Screening for Suicide Ideation among Older Primary Care Patients

Departments of Psychiatry and Epidemiology & Biostatistics, Schulich School of Medicine and Dentistry, The University of Western Ontario and Lawson Health Research Institute, London, Canada.
The Journal of the American Board of Family Medicine (Impact Factor: 1.98). 03/2010; 23(2):260-9. DOI: 10.3122/jabfm.2010.02.080163
Source: PubMed


Older adults have high rates of suicide and typically seek care in primary medical practices. Older adults often do not directly or spontaneously report thoughts of suicide, which can impede suicide prevention efforts. Therefore, the use of additional approaches to suicide risk detection is needed, including the use of screening tools. The objective of this study was to assess whether brief screens for depression have acceptable operating characteristics in identifying suicide ideation among older primary care patients and to examine potential sex differences in the screen's accuracy.
We administered the 15-item Geriatric Depression Scale (GDS), which includes a 5-item GDS subscale (GDS-SI) designed to screen for suicide ideation, to a cross-sectional cohort of 626 primary care patients (235 men, 391 women) 65 years of age or older in the Northeastern United States. We assessed presence of suicide ideation with items from the Hamilton Rating Scale for Depression and the Structured Clinical Interview for the Diagnostic and Statistical Manual of Mental Disorders, Fourth Edition.

□ □ □ □

ACTIVITY LIST —
1. Answer these questions about the abstract on suicide screening in older patients:
(a) How many primary care patients were in the cohort?
(b) How many items make up the GDS-SI subscale?
(c) Which journal published the study?
2. Write the next part of the abstract on suicide screening in older patients, picking up after its final sentence.

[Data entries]
□ □ □ □

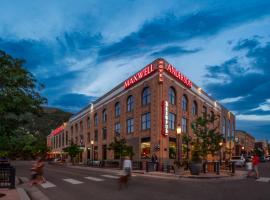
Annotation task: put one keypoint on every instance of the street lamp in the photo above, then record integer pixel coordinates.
(179, 149)
(92, 147)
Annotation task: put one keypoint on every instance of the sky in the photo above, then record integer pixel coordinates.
(81, 49)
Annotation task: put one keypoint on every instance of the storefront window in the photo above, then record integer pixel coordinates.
(145, 148)
(172, 148)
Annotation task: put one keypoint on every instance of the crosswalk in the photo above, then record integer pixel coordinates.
(73, 181)
(263, 179)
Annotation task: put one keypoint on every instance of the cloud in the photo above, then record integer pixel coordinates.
(73, 102)
(172, 28)
(173, 51)
(237, 80)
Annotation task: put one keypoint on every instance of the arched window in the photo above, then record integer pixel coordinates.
(194, 108)
(104, 116)
(184, 103)
(146, 96)
(172, 95)
(130, 103)
(95, 119)
(117, 109)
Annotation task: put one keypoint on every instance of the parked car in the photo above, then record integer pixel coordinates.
(238, 160)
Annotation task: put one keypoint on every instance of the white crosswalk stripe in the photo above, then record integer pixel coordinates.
(47, 184)
(94, 178)
(110, 176)
(72, 181)
(263, 179)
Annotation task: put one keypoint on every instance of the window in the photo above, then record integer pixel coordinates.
(172, 117)
(194, 108)
(130, 103)
(184, 103)
(88, 137)
(184, 125)
(88, 122)
(117, 109)
(224, 127)
(204, 111)
(95, 119)
(172, 95)
(117, 129)
(96, 136)
(66, 138)
(146, 121)
(172, 148)
(229, 130)
(146, 96)
(104, 133)
(104, 116)
(145, 148)
(130, 125)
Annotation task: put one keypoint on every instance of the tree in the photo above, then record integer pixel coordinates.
(207, 138)
(19, 94)
(120, 148)
(73, 150)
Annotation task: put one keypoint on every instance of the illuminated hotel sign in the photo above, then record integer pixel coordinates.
(139, 76)
(58, 130)
(165, 118)
(179, 76)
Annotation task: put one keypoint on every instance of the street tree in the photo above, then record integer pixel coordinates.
(73, 150)
(19, 94)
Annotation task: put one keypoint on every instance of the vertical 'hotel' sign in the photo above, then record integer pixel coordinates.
(165, 118)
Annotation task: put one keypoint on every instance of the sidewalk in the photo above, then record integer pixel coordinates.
(10, 194)
(185, 174)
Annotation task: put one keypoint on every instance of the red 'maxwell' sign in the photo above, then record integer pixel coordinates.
(139, 76)
(58, 130)
(179, 75)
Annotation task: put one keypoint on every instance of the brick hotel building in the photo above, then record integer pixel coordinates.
(146, 109)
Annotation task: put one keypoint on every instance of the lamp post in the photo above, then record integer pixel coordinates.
(220, 153)
(179, 145)
(92, 147)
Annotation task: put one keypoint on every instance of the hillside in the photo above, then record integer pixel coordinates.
(49, 120)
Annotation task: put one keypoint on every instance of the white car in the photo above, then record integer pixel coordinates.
(238, 160)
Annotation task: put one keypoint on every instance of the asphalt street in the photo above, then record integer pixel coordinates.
(65, 183)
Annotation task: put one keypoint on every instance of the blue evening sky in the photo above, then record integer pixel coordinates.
(82, 49)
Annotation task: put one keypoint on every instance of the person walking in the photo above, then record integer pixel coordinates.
(255, 163)
(126, 173)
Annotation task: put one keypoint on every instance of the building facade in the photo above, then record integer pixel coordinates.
(146, 109)
(244, 143)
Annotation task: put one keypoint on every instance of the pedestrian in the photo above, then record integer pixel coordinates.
(154, 160)
(126, 172)
(255, 164)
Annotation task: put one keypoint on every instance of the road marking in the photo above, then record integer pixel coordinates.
(110, 176)
(72, 181)
(94, 178)
(24, 179)
(263, 179)
(47, 184)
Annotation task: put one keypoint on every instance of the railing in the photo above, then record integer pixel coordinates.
(7, 176)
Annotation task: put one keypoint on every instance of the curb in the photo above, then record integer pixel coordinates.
(32, 192)
(23, 195)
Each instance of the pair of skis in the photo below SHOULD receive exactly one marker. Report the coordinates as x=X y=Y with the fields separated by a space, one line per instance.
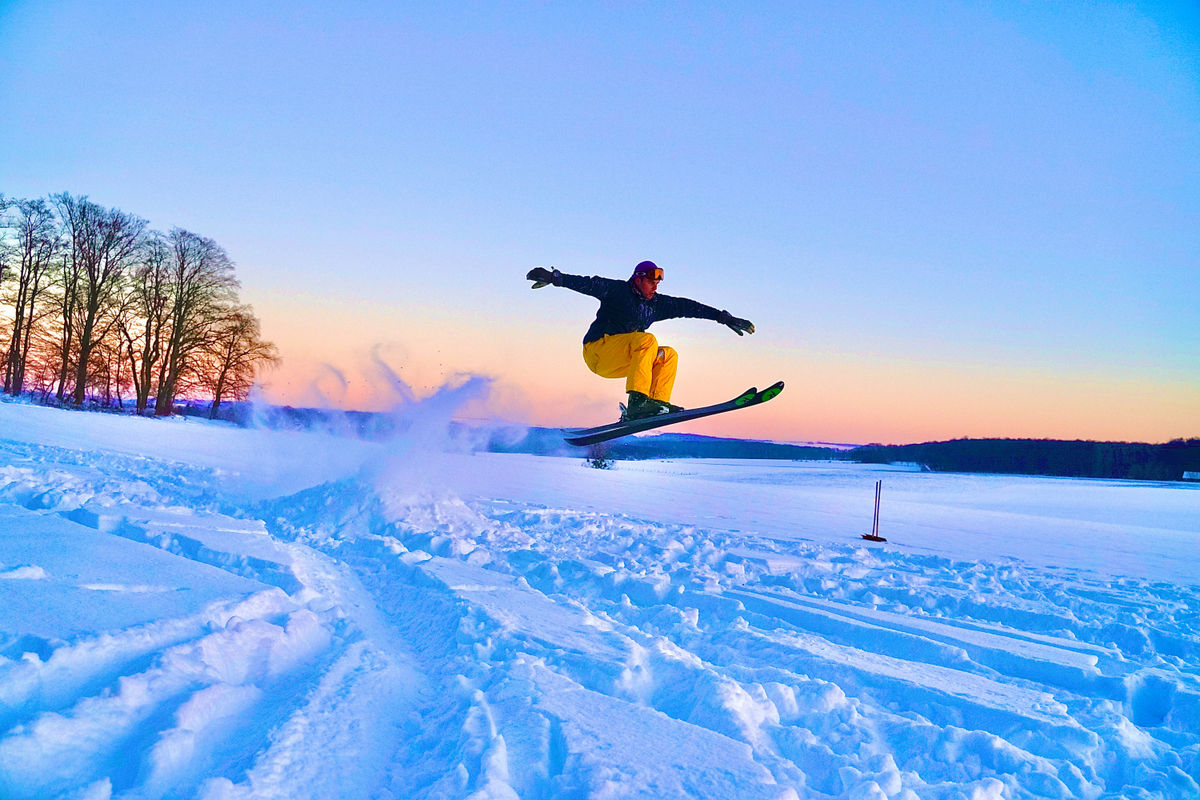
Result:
x=585 y=437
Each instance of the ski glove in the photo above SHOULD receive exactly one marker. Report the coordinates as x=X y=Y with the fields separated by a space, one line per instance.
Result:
x=541 y=277
x=736 y=324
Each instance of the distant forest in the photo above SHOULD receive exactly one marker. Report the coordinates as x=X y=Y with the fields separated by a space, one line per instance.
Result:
x=1104 y=459
x=99 y=308
x=1115 y=459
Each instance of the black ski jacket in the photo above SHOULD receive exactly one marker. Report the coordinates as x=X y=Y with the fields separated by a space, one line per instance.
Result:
x=624 y=311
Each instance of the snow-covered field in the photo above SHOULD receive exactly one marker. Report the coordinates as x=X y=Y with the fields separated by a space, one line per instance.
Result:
x=191 y=609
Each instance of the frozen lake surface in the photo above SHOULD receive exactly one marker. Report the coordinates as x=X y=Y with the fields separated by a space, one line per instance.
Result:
x=192 y=609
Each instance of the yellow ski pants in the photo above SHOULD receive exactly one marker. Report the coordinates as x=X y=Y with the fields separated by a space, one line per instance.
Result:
x=637 y=358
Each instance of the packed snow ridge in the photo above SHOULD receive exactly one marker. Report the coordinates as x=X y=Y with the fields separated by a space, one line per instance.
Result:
x=190 y=609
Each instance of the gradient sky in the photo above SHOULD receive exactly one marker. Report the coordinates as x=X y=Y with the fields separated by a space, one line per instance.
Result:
x=946 y=220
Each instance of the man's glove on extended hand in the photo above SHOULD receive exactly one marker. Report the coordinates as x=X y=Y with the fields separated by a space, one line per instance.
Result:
x=541 y=277
x=736 y=324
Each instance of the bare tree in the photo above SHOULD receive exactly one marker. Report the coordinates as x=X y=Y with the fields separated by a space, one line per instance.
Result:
x=103 y=242
x=201 y=283
x=144 y=326
x=235 y=354
x=37 y=242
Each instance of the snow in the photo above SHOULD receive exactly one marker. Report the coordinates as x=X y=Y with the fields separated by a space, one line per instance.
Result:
x=191 y=609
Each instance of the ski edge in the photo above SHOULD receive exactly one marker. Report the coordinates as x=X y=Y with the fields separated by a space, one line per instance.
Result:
x=586 y=437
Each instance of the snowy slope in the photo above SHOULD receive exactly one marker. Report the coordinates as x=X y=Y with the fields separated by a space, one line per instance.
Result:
x=191 y=609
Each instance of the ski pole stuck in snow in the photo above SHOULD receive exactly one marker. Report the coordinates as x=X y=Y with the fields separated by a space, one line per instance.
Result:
x=874 y=536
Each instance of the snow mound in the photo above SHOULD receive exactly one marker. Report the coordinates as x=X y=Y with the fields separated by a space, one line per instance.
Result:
x=199 y=611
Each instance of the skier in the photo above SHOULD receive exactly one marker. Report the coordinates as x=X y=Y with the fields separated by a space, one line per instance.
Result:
x=617 y=344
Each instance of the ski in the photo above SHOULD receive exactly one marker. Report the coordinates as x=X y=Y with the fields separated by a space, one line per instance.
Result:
x=585 y=437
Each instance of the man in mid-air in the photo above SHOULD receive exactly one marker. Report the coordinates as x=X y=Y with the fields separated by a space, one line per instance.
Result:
x=617 y=344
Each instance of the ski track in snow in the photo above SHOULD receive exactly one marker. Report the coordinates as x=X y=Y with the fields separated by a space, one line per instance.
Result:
x=168 y=632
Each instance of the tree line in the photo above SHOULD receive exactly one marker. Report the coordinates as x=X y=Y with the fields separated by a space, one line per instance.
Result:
x=97 y=307
x=1107 y=459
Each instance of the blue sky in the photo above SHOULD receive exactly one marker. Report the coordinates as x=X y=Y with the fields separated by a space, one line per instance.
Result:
x=945 y=218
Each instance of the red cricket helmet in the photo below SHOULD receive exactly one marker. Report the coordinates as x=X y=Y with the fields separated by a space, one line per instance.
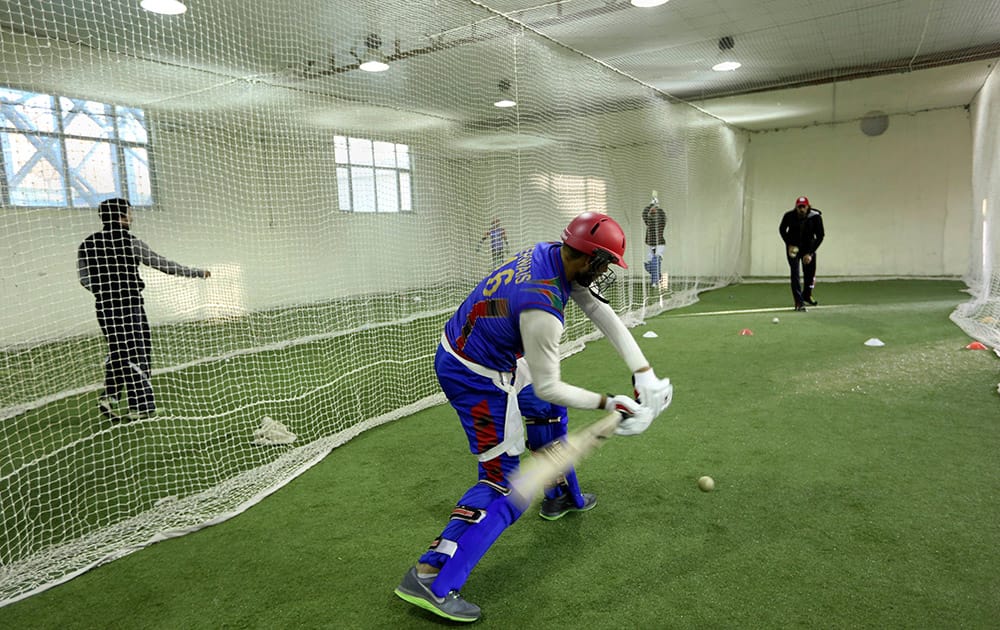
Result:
x=593 y=231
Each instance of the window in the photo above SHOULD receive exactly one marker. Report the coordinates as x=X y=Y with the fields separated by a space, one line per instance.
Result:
x=70 y=152
x=372 y=176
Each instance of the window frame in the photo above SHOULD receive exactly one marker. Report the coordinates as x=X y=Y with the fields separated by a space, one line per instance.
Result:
x=370 y=172
x=122 y=152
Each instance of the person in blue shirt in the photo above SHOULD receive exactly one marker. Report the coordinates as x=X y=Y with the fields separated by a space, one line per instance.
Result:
x=518 y=311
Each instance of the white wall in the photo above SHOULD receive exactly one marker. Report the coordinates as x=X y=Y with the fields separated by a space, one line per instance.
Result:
x=893 y=205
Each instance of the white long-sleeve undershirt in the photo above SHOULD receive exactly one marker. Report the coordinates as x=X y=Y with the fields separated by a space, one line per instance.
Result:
x=540 y=334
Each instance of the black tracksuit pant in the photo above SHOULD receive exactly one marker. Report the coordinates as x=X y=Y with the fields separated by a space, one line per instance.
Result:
x=803 y=291
x=128 y=365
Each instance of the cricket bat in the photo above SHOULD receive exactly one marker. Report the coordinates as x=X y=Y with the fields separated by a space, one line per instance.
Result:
x=549 y=464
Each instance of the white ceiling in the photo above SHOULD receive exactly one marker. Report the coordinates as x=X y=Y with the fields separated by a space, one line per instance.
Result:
x=804 y=61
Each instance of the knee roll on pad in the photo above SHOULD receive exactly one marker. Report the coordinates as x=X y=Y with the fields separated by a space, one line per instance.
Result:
x=541 y=431
x=473 y=542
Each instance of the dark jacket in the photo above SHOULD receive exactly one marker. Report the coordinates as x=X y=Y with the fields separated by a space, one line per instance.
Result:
x=656 y=221
x=109 y=262
x=806 y=232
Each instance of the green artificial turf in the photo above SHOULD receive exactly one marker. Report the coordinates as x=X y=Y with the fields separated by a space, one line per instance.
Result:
x=856 y=487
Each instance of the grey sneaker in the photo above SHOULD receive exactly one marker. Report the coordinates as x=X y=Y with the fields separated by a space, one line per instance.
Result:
x=135 y=416
x=563 y=504
x=106 y=405
x=417 y=591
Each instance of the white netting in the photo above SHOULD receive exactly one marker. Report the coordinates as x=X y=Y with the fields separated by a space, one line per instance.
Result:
x=980 y=316
x=227 y=119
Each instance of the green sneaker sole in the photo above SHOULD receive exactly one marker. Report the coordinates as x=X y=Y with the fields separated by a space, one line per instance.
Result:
x=426 y=605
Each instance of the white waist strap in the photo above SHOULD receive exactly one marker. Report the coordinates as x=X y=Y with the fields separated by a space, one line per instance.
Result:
x=513 y=441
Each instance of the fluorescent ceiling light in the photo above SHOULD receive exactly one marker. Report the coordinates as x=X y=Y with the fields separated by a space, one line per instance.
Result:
x=726 y=66
x=164 y=7
x=374 y=65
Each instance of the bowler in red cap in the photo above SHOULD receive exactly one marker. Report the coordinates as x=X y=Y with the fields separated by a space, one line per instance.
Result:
x=802 y=230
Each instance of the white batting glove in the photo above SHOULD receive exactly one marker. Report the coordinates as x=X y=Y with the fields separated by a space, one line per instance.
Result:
x=654 y=393
x=636 y=423
x=622 y=404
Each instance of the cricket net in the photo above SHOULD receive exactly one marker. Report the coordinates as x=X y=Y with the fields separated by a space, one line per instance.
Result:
x=339 y=212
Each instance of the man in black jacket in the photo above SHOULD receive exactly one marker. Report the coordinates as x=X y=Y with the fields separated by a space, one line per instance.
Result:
x=108 y=266
x=802 y=230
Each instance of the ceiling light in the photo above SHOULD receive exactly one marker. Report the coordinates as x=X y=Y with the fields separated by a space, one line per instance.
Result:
x=504 y=100
x=164 y=7
x=373 y=61
x=374 y=65
x=726 y=66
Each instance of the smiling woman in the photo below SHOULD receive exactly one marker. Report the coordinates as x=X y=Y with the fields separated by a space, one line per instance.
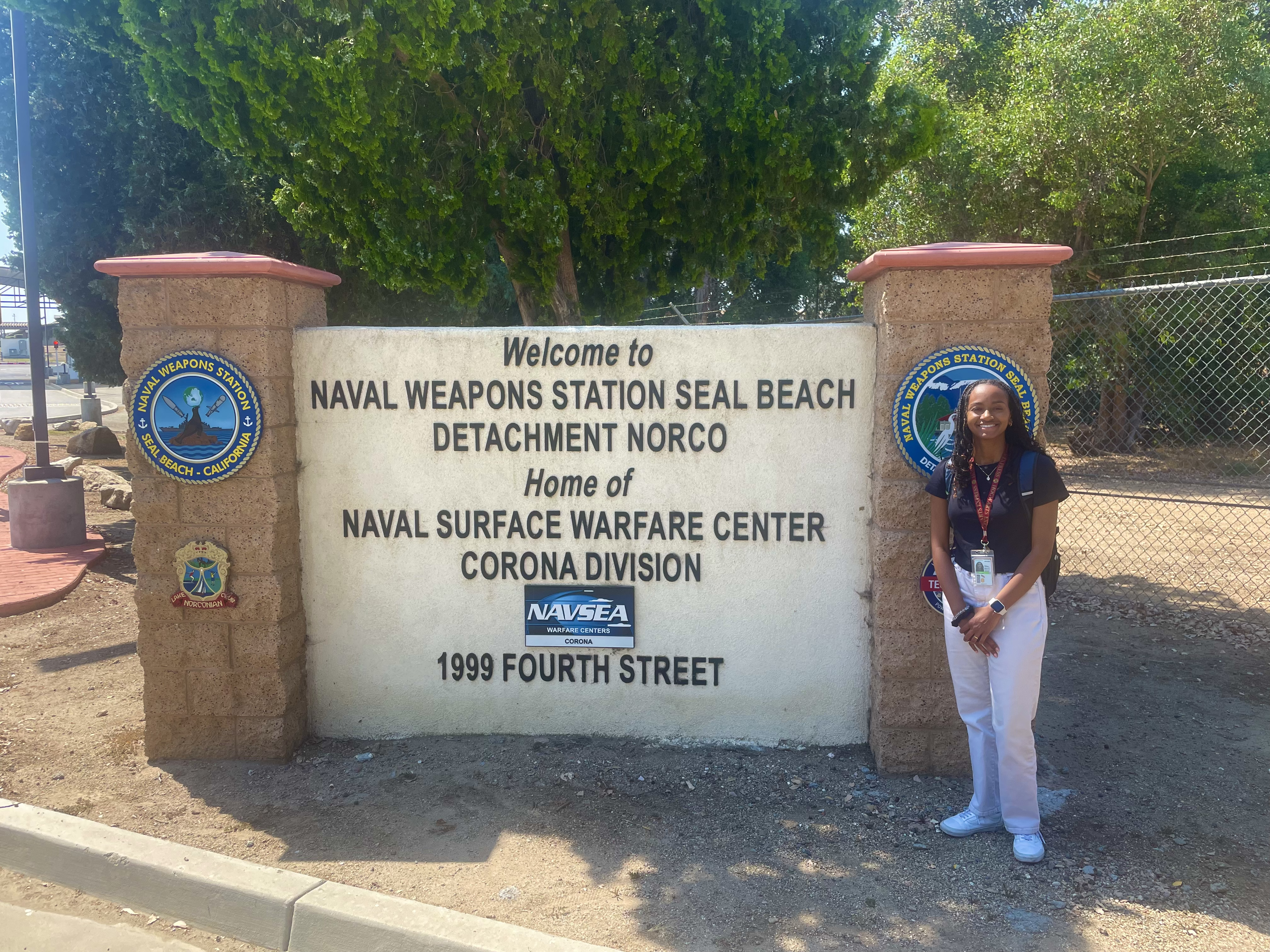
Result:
x=999 y=498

□ □ □ □

ANSWER LIST —
1.
(a) 626 (235 men and 391 women)
(b) 5
(c) The Journal of the American Board of Family Medicine

2.
Patients expressing suicide ideation (n = 69) scored higher on the GDS and GDS-SI than those who did not (n = 557). A GDS cut score of 4 maximized sensitivity (0.754) and specificity (0.815), producing an area under the curve of 0.844 (P < .001) and positive and negative predictive values of 0.335 and 0.964, respectively. Optimal cut scores were 5 for men and 3 for women. A GDS-SI cut score of 1 was optimal for the total sample and for both men and women.
The GDS and GDS-SI accurately identify older patients with suicide ideation. Research is needed to examine their acceptability and barriers to routine use in primary care.